• **INSTRUCTION**
Repeat everything from the line containing "metal lantern in the given photograph." down to the end of the lines, swapping "green potted plant" for "potted fern" and changing nothing else.

────

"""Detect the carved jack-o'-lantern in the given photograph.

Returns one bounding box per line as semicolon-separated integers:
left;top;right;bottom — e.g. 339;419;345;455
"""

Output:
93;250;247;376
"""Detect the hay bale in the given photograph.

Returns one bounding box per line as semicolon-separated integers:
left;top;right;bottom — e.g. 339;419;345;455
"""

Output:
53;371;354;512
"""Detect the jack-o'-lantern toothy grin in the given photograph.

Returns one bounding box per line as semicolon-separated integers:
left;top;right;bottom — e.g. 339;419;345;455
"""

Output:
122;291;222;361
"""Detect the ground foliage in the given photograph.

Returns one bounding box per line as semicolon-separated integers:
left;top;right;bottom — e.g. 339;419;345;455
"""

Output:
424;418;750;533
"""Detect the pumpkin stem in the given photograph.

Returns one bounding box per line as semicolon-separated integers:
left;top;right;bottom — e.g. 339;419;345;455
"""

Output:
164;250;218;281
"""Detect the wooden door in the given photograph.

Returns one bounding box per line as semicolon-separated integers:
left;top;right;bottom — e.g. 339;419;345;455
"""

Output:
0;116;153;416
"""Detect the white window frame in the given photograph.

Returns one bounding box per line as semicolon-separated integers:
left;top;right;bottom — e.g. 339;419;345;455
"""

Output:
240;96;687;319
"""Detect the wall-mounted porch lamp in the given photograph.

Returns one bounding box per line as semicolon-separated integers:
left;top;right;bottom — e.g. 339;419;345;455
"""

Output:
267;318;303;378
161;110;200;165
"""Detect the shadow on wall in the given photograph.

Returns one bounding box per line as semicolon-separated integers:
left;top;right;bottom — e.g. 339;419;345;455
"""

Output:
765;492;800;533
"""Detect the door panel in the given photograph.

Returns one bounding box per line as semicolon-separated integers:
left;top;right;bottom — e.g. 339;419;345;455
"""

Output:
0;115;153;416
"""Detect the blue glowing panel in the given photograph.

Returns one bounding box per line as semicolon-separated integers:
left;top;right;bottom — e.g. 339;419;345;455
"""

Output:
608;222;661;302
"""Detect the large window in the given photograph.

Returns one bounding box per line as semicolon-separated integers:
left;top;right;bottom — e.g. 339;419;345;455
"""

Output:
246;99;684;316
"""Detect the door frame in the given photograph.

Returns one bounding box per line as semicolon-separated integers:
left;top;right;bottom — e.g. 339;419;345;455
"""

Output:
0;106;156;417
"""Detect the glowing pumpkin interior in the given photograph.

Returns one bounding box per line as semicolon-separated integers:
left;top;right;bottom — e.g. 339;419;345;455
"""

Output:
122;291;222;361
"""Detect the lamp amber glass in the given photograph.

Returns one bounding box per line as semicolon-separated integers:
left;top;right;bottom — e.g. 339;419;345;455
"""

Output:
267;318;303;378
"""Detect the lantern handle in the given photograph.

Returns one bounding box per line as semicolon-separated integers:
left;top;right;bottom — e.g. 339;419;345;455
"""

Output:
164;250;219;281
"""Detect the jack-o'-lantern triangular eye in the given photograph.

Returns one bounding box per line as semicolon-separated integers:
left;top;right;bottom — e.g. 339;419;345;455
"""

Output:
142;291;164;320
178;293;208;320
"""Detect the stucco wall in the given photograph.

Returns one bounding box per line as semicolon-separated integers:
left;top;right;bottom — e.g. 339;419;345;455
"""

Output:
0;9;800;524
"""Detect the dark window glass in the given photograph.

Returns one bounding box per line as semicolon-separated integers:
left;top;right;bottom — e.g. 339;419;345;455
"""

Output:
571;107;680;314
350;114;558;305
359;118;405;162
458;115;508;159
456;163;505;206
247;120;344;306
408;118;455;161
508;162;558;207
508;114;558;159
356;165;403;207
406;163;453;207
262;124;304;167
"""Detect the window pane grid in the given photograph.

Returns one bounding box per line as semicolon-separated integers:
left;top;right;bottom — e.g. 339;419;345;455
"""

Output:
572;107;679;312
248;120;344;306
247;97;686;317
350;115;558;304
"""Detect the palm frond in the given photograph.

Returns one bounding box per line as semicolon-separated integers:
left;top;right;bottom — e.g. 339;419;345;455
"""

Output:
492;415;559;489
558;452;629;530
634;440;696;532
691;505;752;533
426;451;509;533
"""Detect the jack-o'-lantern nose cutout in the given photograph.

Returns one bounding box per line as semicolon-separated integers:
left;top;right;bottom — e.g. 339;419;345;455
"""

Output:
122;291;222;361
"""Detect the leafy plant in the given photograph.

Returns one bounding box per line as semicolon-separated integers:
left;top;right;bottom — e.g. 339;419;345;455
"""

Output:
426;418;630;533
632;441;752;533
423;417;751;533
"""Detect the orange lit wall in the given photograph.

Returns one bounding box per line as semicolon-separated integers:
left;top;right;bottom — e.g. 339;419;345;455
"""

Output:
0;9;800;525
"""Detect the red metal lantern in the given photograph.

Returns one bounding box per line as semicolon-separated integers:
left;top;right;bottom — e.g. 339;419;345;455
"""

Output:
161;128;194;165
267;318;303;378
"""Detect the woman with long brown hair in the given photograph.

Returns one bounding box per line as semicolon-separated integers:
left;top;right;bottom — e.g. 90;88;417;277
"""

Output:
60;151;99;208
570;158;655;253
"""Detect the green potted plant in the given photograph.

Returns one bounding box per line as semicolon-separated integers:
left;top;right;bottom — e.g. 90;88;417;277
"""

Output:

────

• **FULL OUTPUT**
"""Detect the red metal lantern in the given photograph.

Returns one bounding box per line as semicolon-separated integers:
left;top;right;bottom — e.g. 339;419;345;455
"""

Output:
161;128;194;165
267;318;303;378
"""Detect the woman with long brown hair in the given photograph.

Returns one bounding box per line as semicolon-separated integers:
left;top;right;bottom — e.g. 90;88;417;277
"""

Output:
60;151;99;208
570;158;655;253
"""Detect the potted fern in the given photograph.

Returns one bounding box per line as semicolon-separated integers:
left;top;right;bottom — e.g. 90;88;417;277
"""

Output:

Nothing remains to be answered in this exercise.